What needs to be done: Down to the last line, output the records below exactly.
(Beginning of Exercise materials)
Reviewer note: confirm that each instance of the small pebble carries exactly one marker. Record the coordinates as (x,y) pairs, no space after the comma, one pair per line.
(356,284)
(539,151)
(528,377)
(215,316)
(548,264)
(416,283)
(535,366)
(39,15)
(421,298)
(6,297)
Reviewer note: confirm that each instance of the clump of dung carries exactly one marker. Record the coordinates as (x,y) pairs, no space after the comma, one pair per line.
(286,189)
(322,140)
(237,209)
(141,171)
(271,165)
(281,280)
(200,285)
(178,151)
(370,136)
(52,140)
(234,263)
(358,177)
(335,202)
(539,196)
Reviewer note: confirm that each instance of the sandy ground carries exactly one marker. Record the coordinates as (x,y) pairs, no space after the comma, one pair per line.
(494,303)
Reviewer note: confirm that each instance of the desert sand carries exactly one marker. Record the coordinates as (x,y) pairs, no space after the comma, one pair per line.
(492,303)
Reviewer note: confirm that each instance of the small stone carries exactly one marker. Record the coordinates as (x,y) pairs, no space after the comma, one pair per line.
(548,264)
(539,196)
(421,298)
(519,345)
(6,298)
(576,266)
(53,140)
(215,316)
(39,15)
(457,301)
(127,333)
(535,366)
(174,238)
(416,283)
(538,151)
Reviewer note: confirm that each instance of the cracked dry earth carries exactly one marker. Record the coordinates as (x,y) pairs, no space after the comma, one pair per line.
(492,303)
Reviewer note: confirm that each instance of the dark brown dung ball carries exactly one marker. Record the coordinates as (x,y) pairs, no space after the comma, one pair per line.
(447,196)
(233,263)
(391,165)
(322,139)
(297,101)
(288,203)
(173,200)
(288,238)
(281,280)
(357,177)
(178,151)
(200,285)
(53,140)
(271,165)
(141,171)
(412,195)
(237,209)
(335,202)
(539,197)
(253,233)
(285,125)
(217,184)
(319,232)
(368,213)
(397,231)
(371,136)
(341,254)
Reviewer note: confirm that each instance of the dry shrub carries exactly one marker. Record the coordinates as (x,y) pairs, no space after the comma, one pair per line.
(End of Exercise materials)
Exercise result:
Reviewer note: confirm that each instance of the small pebble carries exactly one marker. Record the coordinates as (x,y) pairs, no space after the comma, one pair per line.
(356,284)
(539,151)
(528,377)
(215,316)
(548,264)
(416,283)
(535,366)
(39,15)
(421,298)
(6,297)
Reviewer note: confirm that each instance of the clump of dung carries exactly one marker. Record the coordinates as (x,y) pairs, no space after the comma, one pair per line.
(286,189)
(322,140)
(237,209)
(141,171)
(271,165)
(281,280)
(200,285)
(178,151)
(370,136)
(52,140)
(234,263)
(358,177)
(335,202)
(539,196)
Reviewer note: confirm that each instance of the sandy ground carries exactly one marker. Record the coordinates as (x,y) pairs, no space after the comma, one pair per line.
(494,303)
Reviewer note: confirm that each instance of the desert sand carries exactly one marker. Record the coordinates as (x,y) pairs, no space after the comma, one pair per line.
(492,303)
Reviewer note: confirm that each instance of the small stone carries exactly one marker. Record the coordinates as (x,y) pairs, no space after the comma, one pair per line.
(548,264)
(539,196)
(421,298)
(519,345)
(6,298)
(576,266)
(53,140)
(215,316)
(39,15)
(457,301)
(127,333)
(535,366)
(174,238)
(416,283)
(538,151)
Reviewer note: confirm that each instance of the cracked dry earth carries exactly one marker. Record the coordinates as (x,y) pairs, no space after the comma, one pair per line.
(492,303)
Reviewer note: confirm that each instance of the dark brown dung ball carries exactly one marker. Record the coordinates as (x,y) pairs, no space after the comma, one pair per line.
(447,196)
(233,263)
(391,165)
(322,139)
(297,101)
(288,203)
(173,200)
(288,238)
(281,280)
(357,177)
(178,151)
(200,285)
(53,140)
(271,165)
(141,171)
(412,195)
(237,209)
(335,202)
(539,197)
(253,233)
(285,125)
(217,184)
(319,232)
(368,213)
(397,231)
(371,136)
(341,254)
Reviewer note: confirm that each instance of the dry shrub carries exactly one marker. Record the coordinates as (x,y) pairs, no space after the comma, one pair per line.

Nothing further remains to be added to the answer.